**Work request**
Each record below should be set down exactly.

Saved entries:
[Start of section]

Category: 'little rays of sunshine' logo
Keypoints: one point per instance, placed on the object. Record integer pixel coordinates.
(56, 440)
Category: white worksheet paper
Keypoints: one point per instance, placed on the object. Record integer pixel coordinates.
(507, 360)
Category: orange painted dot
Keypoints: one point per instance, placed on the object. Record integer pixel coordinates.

[End of section]

**Your solution**
Category: 'little rays of sunshine' logo
Keypoints: one point per instance, placed on the object. Record integer pixel coordinates.
(56, 440)
Category: white worksheet paper
Keypoints: one point per instance, placed on the object. Record integer pixel coordinates.
(507, 360)
Category: orange painted dot
Keypoints: one point per instance, placed on the object. Record integer pixel coordinates.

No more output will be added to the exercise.